▶ [Exercise objective] Rewrite all of the data below, replacing "supply" with "provide" and leaving everything else unchanged. Omit the pictures from your answer.

═══

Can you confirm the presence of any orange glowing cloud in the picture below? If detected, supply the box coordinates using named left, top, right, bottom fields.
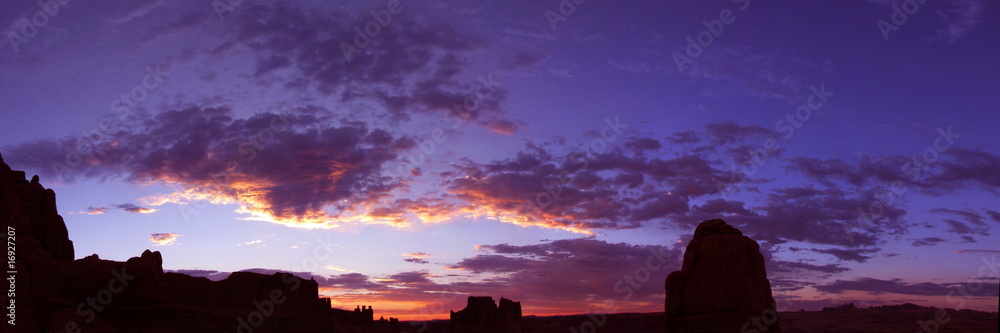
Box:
left=149, top=232, right=181, bottom=246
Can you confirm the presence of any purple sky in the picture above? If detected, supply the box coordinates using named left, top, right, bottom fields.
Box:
left=0, top=0, right=1000, bottom=319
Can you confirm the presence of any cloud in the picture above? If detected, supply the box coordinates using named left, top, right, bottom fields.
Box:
left=813, top=278, right=998, bottom=297
left=403, top=252, right=432, bottom=264
left=930, top=208, right=989, bottom=236
left=913, top=237, right=945, bottom=246
left=149, top=232, right=181, bottom=246
left=450, top=238, right=681, bottom=309
left=785, top=148, right=1000, bottom=195
left=931, top=0, right=988, bottom=45
left=789, top=248, right=879, bottom=263
left=442, top=122, right=775, bottom=234
left=201, top=2, right=518, bottom=130
left=115, top=203, right=156, bottom=214
left=0, top=107, right=414, bottom=228
left=955, top=249, right=1000, bottom=254
left=84, top=206, right=110, bottom=215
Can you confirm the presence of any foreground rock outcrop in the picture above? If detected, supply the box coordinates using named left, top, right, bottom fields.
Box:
left=450, top=296, right=522, bottom=333
left=664, top=220, right=780, bottom=333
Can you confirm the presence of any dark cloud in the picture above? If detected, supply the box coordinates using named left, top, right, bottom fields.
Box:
left=451, top=238, right=681, bottom=304
left=930, top=208, right=989, bottom=236
left=813, top=278, right=998, bottom=296
left=389, top=272, right=431, bottom=284
left=716, top=187, right=907, bottom=248
left=115, top=203, right=156, bottom=214
left=8, top=107, right=413, bottom=227
left=442, top=122, right=775, bottom=232
left=913, top=237, right=945, bottom=246
left=203, top=2, right=516, bottom=133
left=84, top=206, right=110, bottom=215
left=789, top=248, right=880, bottom=263
left=986, top=209, right=1000, bottom=222
left=785, top=146, right=1000, bottom=195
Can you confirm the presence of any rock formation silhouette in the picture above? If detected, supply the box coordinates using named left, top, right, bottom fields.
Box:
left=449, top=296, right=522, bottom=333
left=0, top=156, right=399, bottom=333
left=664, top=220, right=780, bottom=333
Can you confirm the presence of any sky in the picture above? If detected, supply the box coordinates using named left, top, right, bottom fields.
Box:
left=0, top=0, right=1000, bottom=320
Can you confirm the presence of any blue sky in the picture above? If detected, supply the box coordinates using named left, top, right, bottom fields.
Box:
left=0, top=0, right=1000, bottom=318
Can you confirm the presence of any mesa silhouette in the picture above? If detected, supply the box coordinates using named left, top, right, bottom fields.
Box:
left=0, top=156, right=997, bottom=333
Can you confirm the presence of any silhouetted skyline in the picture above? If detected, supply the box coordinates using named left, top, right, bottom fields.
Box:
left=0, top=0, right=1000, bottom=320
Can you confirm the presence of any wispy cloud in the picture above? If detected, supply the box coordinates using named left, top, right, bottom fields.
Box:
left=149, top=232, right=181, bottom=246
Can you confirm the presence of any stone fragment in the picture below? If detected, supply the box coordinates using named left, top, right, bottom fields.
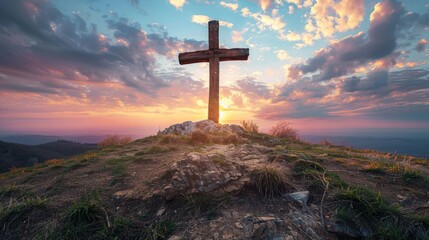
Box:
left=282, top=191, right=310, bottom=206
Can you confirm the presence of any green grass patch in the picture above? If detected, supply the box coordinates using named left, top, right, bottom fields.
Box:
left=335, top=187, right=429, bottom=240
left=250, top=167, right=284, bottom=198
left=0, top=197, right=47, bottom=232
left=145, top=220, right=176, bottom=240
left=135, top=145, right=176, bottom=156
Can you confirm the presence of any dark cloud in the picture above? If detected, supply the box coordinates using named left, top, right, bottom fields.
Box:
left=0, top=0, right=205, bottom=97
left=414, top=39, right=428, bottom=52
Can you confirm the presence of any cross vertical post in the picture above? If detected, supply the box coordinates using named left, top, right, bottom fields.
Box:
left=208, top=21, right=219, bottom=123
left=179, top=21, right=249, bottom=123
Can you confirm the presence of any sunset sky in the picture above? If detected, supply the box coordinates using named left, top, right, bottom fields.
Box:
left=0, top=0, right=429, bottom=136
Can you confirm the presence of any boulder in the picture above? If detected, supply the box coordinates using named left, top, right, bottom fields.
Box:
left=163, top=152, right=247, bottom=200
left=158, top=120, right=244, bottom=135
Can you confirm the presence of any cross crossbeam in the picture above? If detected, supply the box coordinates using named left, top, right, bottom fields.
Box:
left=179, top=21, right=249, bottom=123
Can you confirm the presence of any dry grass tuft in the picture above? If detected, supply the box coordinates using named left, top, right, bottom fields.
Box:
left=45, top=159, right=64, bottom=166
left=98, top=135, right=133, bottom=148
left=268, top=121, right=299, bottom=141
left=251, top=167, right=284, bottom=198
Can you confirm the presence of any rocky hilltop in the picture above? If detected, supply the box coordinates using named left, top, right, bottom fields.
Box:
left=0, top=121, right=429, bottom=239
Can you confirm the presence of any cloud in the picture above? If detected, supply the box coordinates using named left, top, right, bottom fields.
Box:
left=192, top=15, right=234, bottom=28
left=342, top=71, right=388, bottom=92
left=192, top=15, right=210, bottom=25
left=236, top=77, right=272, bottom=99
left=414, top=38, right=428, bottom=52
left=289, top=0, right=404, bottom=81
left=241, top=8, right=286, bottom=35
left=256, top=0, right=429, bottom=122
left=232, top=31, right=243, bottom=43
left=276, top=50, right=290, bottom=60
left=168, top=0, right=186, bottom=9
left=220, top=1, right=238, bottom=11
left=306, top=0, right=365, bottom=37
left=259, top=0, right=271, bottom=11
left=286, top=0, right=313, bottom=8
left=0, top=0, right=206, bottom=102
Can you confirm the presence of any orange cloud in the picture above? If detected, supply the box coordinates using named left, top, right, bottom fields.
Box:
left=306, top=0, right=365, bottom=37
left=220, top=1, right=238, bottom=11
left=168, top=0, right=186, bottom=9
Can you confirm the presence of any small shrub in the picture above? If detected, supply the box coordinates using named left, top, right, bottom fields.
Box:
left=240, top=120, right=259, bottom=133
left=251, top=167, right=284, bottom=198
left=145, top=220, right=176, bottom=240
left=268, top=121, right=299, bottom=141
left=98, top=135, right=133, bottom=148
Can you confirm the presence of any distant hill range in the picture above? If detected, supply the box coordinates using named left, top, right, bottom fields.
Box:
left=0, top=141, right=97, bottom=172
left=0, top=135, right=106, bottom=145
left=302, top=135, right=429, bottom=158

═══

▶ [Expected answer]
Can you confirm the presence of any orange glowing cloud in the picture below? If detected, provide the box coordinates using named left, top, right, bottom fields.
Box:
left=149, top=232, right=181, bottom=246
Can you confirm the presence of any purple sky in the picture above? If detected, provide the box coordinates using named left, top, right, bottom fields.
Box:
left=0, top=0, right=1000, bottom=319
Can you confirm the presence of any cloud in the picture above? If detected, provide the box coordinates using named left, top, right, bottom fields.
Box:
left=813, top=278, right=998, bottom=297
left=403, top=252, right=432, bottom=264
left=930, top=208, right=989, bottom=236
left=913, top=237, right=945, bottom=246
left=149, top=232, right=181, bottom=246
left=450, top=238, right=681, bottom=309
left=785, top=148, right=1000, bottom=195
left=931, top=0, right=988, bottom=45
left=789, top=248, right=879, bottom=263
left=442, top=122, right=775, bottom=234
left=201, top=2, right=518, bottom=130
left=115, top=203, right=156, bottom=214
left=0, top=107, right=414, bottom=228
left=955, top=249, right=1000, bottom=254
left=84, top=206, right=110, bottom=215
Can you confirm the presence of any foreground rock outcrop in the picture above? If detected, provide the box coordinates using named left, top, right, bottom fields.
Box:
left=450, top=296, right=522, bottom=333
left=664, top=220, right=780, bottom=333
Can you confirm the presence of any dark cloud in the picture above? If detected, provide the box coordinates using named left, top, right, bottom fields.
Box:
left=451, top=238, right=681, bottom=304
left=930, top=208, right=989, bottom=236
left=813, top=278, right=998, bottom=296
left=389, top=272, right=431, bottom=284
left=716, top=187, right=907, bottom=248
left=115, top=203, right=156, bottom=214
left=8, top=107, right=413, bottom=227
left=442, top=122, right=775, bottom=232
left=913, top=237, right=945, bottom=246
left=203, top=2, right=516, bottom=133
left=84, top=206, right=110, bottom=215
left=789, top=248, right=880, bottom=263
left=986, top=209, right=1000, bottom=222
left=785, top=146, right=1000, bottom=195
Can you confirm the presence of any rock formation silhouette in the picture above? If detected, provide the box coordinates using named left, top, right, bottom fields.
Box:
left=449, top=296, right=522, bottom=333
left=0, top=156, right=399, bottom=333
left=664, top=220, right=780, bottom=333
Can you confirm the presence of any sky in the picture above? If detected, provide the box coordinates using named left, top, right, bottom fields.
Box:
left=0, top=0, right=1000, bottom=320
Can you confirm the presence of any blue sky in the picture above? If detected, provide the box coordinates using named left, top, right, bottom fields.
Box:
left=0, top=0, right=1000, bottom=318
Can you confirm the presence of any mesa silhouette in the picture above? If detected, provide the box coordinates using named left, top, right, bottom fields.
Box:
left=0, top=156, right=997, bottom=333
Can you confirm the presence of any silhouetted skyline in the picture above? If detected, provide the box coordinates using named left, top, right, bottom fields.
Box:
left=0, top=0, right=1000, bottom=320
Can you confirm the presence of any wispy cloud in the picture above? If detected, provide the box coordinates using named left, top, right, bottom fields.
Box:
left=149, top=232, right=181, bottom=246
Can you confirm the presence of any stone fragment in the picture below? If detected, provide the box coordinates using named left, top, right, bottom fields.
Box:
left=282, top=191, right=310, bottom=206
Can you confirm the presence of any green grass patch in the picture above? If detected, provide the box coordinates using named left, top, right, bottom fields.
Box:
left=335, top=187, right=429, bottom=240
left=250, top=167, right=284, bottom=198
left=0, top=197, right=47, bottom=232
left=145, top=220, right=176, bottom=240
left=135, top=145, right=176, bottom=156
Can you confirm the presence of any dark cloud in the picture above? If detected, provide the box coordinates using named left, top, right, bottom fields.
Box:
left=0, top=0, right=205, bottom=97
left=414, top=39, right=428, bottom=52
Can you confirm the presence of any cross vertical post in the picture above? If detected, provide the box coordinates using named left, top, right, bottom fields.
Box:
left=208, top=21, right=219, bottom=123
left=179, top=21, right=249, bottom=123
Can you confirm the presence of any sunset sky in the picture above? If detected, provide the box coordinates using named left, top, right, bottom fields.
Box:
left=0, top=0, right=429, bottom=136
Can you confirm the presence of any boulder in the picture above? If detected, provide the box coordinates using named left, top, right, bottom fields.
Box:
left=163, top=152, right=247, bottom=200
left=158, top=120, right=244, bottom=135
Can you confirm the presence of any cross crossbeam in the picture above? If detected, provide the box coordinates using named left, top, right, bottom fields.
Box:
left=179, top=21, right=249, bottom=123
Can you confirm the presence of any dry grass tuft in the picture above? If detected, provide the box coordinates using named left, top, right, bottom fields.
Box:
left=45, top=159, right=64, bottom=166
left=98, top=135, right=133, bottom=148
left=268, top=121, right=299, bottom=141
left=251, top=167, right=284, bottom=198
Can you confirm the presence of any rocky hilltop in the picture above? If detected, provide the box coordinates using named left, top, right, bottom fields.
Box:
left=0, top=121, right=429, bottom=239
Can you confirm the presence of any cloud in the picture above? If detected, provide the box coordinates using named left, top, right, bottom fields.
Box:
left=192, top=15, right=234, bottom=28
left=342, top=71, right=388, bottom=92
left=192, top=15, right=210, bottom=25
left=236, top=77, right=272, bottom=99
left=414, top=38, right=428, bottom=52
left=289, top=0, right=404, bottom=81
left=241, top=8, right=286, bottom=35
left=256, top=0, right=429, bottom=122
left=232, top=31, right=243, bottom=43
left=276, top=50, right=290, bottom=60
left=168, top=0, right=186, bottom=9
left=220, top=1, right=238, bottom=11
left=306, top=0, right=365, bottom=37
left=259, top=0, right=271, bottom=11
left=286, top=0, right=313, bottom=8
left=0, top=0, right=206, bottom=102
Can you confirm the presence of any orange cloud in the picture above? If detected, provide the box coordinates using named left, top, right, bottom fields.
Box:
left=306, top=0, right=365, bottom=37
left=220, top=1, right=238, bottom=11
left=168, top=0, right=186, bottom=9
Can you confirm the presence of any small shrub in the picture above? If detected, provide the box coordinates using named left, top, right, bottom fields.
Box:
left=240, top=120, right=259, bottom=133
left=251, top=167, right=284, bottom=198
left=145, top=220, right=176, bottom=240
left=268, top=121, right=299, bottom=141
left=98, top=135, right=133, bottom=148
Can you confirm the presence of any distant hill range in the picture above? If detected, provide the box coordinates using named left, top, right, bottom fields.
Box:
left=0, top=141, right=97, bottom=172
left=0, top=135, right=106, bottom=145
left=302, top=135, right=429, bottom=158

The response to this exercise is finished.